Exercise => Every line from the one containing "target | street sign post" down to the last line of the listing below should be restated exactly, and nothing else.

━━━━━━━━

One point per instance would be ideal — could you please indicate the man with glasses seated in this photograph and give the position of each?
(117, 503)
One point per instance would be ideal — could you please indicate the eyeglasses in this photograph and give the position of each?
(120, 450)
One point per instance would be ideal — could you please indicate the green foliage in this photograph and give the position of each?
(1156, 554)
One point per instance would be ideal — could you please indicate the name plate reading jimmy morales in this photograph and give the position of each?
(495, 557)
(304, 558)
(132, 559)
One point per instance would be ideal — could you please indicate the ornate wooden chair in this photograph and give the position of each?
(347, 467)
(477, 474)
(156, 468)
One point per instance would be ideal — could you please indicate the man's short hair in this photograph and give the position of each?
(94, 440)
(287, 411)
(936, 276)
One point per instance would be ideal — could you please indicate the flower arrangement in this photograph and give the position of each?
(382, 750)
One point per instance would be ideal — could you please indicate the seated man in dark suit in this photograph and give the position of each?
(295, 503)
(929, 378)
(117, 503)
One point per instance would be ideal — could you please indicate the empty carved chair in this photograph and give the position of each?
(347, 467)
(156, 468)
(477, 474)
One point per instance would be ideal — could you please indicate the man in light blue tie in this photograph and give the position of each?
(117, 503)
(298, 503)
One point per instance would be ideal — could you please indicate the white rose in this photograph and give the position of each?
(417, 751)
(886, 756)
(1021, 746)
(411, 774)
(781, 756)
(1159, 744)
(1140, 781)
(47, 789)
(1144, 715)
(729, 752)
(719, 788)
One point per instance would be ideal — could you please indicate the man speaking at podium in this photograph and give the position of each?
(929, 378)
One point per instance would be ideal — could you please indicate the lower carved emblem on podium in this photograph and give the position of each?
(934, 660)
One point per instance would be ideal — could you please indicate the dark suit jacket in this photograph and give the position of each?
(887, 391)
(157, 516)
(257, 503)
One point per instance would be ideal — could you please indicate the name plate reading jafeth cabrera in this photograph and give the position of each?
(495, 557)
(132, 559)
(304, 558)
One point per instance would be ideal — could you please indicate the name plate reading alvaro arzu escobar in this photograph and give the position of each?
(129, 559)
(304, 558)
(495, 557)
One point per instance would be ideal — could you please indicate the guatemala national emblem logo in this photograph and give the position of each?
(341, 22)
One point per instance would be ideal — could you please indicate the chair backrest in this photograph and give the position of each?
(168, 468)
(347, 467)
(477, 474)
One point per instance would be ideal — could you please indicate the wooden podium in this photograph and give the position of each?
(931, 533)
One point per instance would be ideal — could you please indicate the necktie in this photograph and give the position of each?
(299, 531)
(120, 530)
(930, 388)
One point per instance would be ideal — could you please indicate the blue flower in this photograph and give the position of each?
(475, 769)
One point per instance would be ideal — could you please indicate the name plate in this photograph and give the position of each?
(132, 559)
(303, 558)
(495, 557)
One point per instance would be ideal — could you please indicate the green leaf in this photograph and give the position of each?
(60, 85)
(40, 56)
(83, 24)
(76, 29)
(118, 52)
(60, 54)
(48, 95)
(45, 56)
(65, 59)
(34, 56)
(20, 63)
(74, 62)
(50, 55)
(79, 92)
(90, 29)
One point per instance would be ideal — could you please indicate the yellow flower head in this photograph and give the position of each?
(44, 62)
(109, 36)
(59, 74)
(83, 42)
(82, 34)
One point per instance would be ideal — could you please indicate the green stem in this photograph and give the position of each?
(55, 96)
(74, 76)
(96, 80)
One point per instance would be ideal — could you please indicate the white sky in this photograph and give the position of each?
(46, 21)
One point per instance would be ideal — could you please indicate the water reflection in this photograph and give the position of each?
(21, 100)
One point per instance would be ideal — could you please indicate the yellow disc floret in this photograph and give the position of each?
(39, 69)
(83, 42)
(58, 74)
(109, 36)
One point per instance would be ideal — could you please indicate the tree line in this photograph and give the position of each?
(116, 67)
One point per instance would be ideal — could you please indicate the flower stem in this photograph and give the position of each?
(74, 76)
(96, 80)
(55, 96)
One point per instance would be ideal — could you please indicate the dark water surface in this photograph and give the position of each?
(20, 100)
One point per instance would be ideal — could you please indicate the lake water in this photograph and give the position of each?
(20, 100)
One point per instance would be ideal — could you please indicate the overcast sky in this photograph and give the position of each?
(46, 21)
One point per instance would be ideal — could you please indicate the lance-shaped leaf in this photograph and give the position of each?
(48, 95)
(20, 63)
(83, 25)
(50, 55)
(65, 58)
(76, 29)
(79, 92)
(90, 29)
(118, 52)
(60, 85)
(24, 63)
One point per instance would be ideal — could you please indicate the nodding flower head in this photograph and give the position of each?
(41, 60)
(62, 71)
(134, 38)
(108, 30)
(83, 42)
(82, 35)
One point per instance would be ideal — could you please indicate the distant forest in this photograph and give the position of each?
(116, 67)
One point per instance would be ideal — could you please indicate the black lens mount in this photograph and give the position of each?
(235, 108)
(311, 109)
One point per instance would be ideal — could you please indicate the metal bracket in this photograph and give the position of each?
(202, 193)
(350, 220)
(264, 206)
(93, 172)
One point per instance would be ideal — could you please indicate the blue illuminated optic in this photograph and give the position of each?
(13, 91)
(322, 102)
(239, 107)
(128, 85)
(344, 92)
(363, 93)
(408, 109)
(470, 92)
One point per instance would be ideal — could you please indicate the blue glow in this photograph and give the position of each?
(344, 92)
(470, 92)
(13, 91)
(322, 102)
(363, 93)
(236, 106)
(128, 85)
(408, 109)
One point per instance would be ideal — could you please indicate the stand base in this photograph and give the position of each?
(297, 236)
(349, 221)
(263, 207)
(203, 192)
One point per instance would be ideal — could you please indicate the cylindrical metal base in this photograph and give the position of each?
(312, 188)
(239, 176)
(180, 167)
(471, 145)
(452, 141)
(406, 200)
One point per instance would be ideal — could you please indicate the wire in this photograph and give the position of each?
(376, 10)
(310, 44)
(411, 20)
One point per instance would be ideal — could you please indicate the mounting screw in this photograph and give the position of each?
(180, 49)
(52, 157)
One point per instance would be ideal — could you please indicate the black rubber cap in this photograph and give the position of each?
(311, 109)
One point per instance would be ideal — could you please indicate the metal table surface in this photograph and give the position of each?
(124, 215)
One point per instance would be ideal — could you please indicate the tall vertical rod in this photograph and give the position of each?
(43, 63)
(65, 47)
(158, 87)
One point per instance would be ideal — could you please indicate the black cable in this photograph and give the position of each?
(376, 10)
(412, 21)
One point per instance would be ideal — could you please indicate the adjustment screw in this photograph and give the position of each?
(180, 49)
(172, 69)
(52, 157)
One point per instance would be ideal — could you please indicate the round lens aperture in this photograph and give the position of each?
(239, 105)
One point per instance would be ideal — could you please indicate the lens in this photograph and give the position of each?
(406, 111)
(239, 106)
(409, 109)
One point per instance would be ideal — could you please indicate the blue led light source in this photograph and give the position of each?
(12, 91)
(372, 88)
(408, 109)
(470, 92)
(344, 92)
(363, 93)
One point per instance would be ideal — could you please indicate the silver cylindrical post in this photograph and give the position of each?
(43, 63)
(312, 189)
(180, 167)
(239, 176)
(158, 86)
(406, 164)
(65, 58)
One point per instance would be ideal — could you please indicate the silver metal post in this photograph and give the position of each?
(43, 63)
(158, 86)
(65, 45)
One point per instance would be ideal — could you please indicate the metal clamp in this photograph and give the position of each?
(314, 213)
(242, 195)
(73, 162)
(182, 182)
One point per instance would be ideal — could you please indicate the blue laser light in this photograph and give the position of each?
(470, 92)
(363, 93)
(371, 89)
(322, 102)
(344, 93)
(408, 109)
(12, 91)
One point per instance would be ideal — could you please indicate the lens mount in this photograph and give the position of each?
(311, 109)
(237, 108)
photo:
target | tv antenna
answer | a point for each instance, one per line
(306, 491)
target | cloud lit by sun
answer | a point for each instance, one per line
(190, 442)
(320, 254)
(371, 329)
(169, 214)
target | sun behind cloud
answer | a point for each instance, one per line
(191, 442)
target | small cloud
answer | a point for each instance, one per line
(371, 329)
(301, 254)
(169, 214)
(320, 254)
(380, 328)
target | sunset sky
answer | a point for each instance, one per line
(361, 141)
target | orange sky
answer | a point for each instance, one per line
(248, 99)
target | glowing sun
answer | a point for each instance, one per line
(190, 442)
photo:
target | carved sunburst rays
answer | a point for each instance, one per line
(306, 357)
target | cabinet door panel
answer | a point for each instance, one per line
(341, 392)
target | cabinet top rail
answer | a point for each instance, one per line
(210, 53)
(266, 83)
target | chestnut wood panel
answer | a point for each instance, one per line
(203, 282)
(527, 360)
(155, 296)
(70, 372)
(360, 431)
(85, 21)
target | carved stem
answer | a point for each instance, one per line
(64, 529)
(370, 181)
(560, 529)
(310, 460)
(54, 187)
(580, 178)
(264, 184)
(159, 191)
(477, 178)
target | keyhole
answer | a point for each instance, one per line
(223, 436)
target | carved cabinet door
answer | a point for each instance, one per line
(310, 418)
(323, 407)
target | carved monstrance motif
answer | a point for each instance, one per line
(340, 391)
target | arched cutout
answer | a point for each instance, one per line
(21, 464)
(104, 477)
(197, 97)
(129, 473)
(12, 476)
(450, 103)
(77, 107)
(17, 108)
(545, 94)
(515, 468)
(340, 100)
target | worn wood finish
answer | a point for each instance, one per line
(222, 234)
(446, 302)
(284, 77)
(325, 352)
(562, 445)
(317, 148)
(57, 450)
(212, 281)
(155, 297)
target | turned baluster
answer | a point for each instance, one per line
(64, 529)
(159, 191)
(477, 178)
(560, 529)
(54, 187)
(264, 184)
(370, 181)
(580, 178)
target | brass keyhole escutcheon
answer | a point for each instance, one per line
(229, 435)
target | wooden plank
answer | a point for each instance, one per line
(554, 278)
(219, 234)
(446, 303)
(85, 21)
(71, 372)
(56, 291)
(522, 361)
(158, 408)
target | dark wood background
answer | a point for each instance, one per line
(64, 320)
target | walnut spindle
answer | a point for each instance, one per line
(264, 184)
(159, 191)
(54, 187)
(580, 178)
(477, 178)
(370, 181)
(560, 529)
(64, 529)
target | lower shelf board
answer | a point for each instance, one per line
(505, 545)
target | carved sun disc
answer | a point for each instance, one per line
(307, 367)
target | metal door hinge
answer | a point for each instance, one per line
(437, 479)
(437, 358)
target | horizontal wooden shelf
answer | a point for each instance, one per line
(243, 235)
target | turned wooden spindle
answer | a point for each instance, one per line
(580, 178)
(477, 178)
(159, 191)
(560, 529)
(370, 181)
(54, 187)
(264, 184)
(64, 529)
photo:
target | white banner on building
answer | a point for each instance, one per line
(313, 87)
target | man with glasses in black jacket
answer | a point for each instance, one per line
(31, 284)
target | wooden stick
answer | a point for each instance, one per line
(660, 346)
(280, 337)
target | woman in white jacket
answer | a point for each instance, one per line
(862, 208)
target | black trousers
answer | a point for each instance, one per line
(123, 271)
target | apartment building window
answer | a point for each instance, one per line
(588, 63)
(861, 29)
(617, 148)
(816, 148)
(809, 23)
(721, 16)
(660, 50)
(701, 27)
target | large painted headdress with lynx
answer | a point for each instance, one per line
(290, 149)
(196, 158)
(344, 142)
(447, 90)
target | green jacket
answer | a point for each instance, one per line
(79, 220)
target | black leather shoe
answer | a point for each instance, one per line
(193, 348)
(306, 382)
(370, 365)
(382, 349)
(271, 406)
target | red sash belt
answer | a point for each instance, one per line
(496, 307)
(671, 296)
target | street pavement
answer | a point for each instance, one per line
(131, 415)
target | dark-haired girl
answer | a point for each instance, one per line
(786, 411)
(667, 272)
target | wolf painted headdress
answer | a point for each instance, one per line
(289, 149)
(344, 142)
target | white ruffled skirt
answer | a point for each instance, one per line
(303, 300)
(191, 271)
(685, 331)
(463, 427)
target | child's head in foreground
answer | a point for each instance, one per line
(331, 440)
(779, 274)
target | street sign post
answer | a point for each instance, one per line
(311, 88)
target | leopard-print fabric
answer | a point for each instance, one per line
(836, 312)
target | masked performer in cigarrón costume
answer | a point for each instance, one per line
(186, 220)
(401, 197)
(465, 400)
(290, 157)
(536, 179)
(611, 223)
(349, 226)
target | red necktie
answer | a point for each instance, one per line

━━━━━━━━

Response to the exercise =>
target | street sign post
answer | a point for each instance, one per line
(311, 88)
target | leopard-print fabric
answer | a point for each instance, one per line
(836, 312)
target | masked performer in cigarrón costume
answer | a point for each instance, one per line
(186, 220)
(401, 197)
(465, 400)
(290, 157)
(536, 179)
(611, 223)
(349, 226)
target | red necktie
answer | a point for each instance, one per line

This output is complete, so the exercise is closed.